■ DATA PROVIDED:
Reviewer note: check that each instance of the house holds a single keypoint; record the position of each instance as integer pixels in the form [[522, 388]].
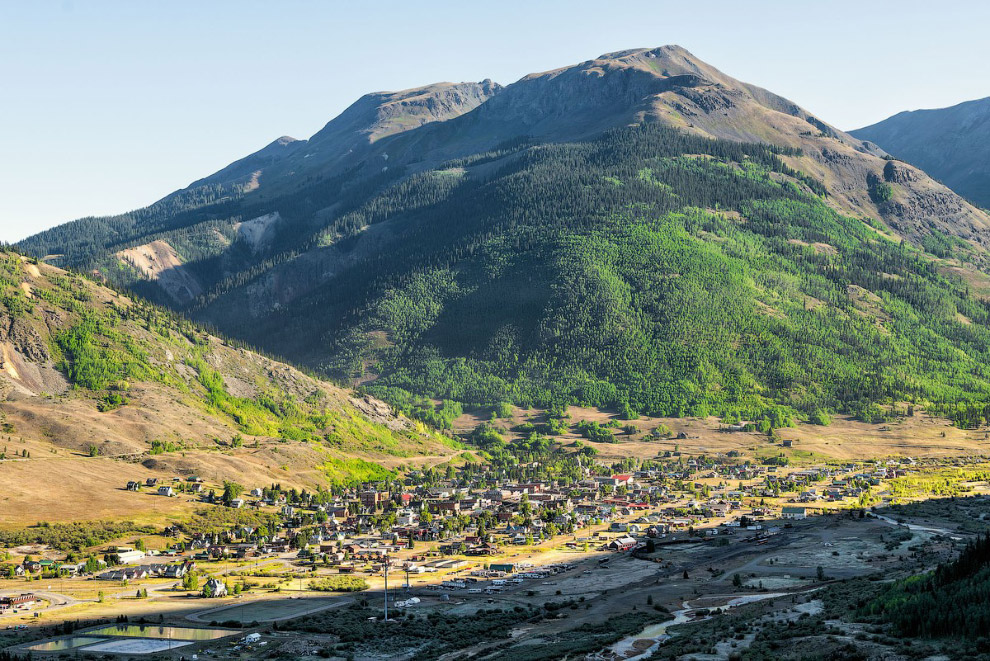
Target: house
[[622, 544], [128, 555], [214, 588], [372, 499], [24, 600]]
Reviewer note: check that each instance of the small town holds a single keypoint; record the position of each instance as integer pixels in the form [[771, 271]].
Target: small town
[[487, 535]]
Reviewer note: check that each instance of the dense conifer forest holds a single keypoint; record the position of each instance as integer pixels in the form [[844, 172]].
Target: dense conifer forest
[[646, 270]]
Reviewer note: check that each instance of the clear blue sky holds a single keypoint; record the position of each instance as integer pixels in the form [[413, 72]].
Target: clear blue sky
[[109, 105]]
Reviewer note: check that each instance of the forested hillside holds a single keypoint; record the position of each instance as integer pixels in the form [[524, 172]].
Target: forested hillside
[[638, 231], [680, 275], [950, 602], [88, 372]]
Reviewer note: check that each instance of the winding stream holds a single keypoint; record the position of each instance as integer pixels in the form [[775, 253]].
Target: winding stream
[[644, 643]]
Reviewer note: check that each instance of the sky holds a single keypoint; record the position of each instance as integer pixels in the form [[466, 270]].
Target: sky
[[107, 106]]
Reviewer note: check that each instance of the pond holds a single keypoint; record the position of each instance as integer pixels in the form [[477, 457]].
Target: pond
[[155, 631], [65, 644], [137, 646]]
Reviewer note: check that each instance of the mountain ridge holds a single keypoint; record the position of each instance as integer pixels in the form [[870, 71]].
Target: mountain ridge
[[951, 143], [442, 258]]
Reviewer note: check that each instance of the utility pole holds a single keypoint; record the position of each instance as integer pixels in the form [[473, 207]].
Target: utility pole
[[386, 587]]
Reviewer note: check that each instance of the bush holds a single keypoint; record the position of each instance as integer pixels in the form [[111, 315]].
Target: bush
[[339, 584]]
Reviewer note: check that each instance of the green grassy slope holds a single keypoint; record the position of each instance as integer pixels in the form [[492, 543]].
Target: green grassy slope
[[677, 274]]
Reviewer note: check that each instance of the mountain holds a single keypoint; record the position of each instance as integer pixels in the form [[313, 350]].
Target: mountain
[[952, 144], [97, 388], [637, 231]]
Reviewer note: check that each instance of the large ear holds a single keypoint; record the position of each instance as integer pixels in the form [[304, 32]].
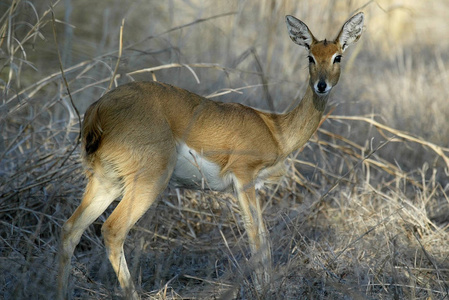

■ OBJECTIVE: Copy every entry above word for word, leaving out the pictures.

■ FINAL RESULT:
Reviewer note: check that each instance of the house holds a single keypoint; record the position of each instance as integer pixels in the form [[522, 388]].
Target: house
[[622, 544], [128, 555], [214, 588], [372, 499], [24, 600]]
Reviewer note: check that each instance of the small town holds a single keypoint; record the position of each instance as integer pixels in the form [[771, 271]].
Target: small town
[[487, 535]]
Reviewer note: check that each instance of the dense conifer forest holds a single keypoint; record the position of each instance as integer pixels in the form [[844, 172]].
Target: dense conifer forest
[[646, 270]]
Reviewer note: check that each instance of the clear blue sky holds a single keypoint; record the position of each instance as integer pixels in the form [[413, 72]].
Target: clear blue sky
[[109, 105]]
Reviewer note: check that each instance of the forested hillside holds a single keypoint; record the position of each instance as integer pixels in the form [[524, 172]].
Target: forested hillside
[[638, 231], [680, 275], [950, 602], [88, 372]]
Reviewer note: check that each instance of the winding stream holds a single keypoint; record the position of each instance as integer pixels in the form [[775, 253]].
Target: winding stream
[[644, 643]]
Reviewer note: check that each instance of the sky holds a single keypoint; record the position of each instance as integer pixels in the form [[466, 270]].
Target: sky
[[107, 106]]
Reviewer note: check that each instance of the pond holds a single keypoint; record the position of each instance as integer pixels in the form [[477, 457]].
Target: pond
[[155, 631], [65, 644], [137, 646]]
Reviewer note: check that each instance of the mountain ridge holds a single keypoint; record the position of each instance as integer pixels in the form [[870, 71]].
Target: mountain ridge
[[951, 143], [442, 258]]
Reviewer note: check that each instance of the utility pole holds a single keypoint; record the position of each instance as integer pixels in the form [[473, 207]].
Target: utility pole
[[386, 587]]
Reviewer note: check that each instance of the bush holds a single keypoint; record the position of each instance as integer pixels in the form [[111, 315]].
Target: bush
[[339, 584]]
Reviewer note: check that each instance of the green grassy slope holds a single keypoint; record the position of each instance as integer pixels in the form [[492, 543]].
Target: green grassy slope
[[677, 274]]
Reviewer note: check that each instance of the mountain holds a single keypoint; record the position of each instance as integer pixels in the form [[313, 350]].
Target: mountain
[[952, 144], [97, 388], [637, 231]]
Reviewer note: check that each instance of the large ear holds a single keypoint; record the position of each instance as integer pixels in the form [[304, 32]].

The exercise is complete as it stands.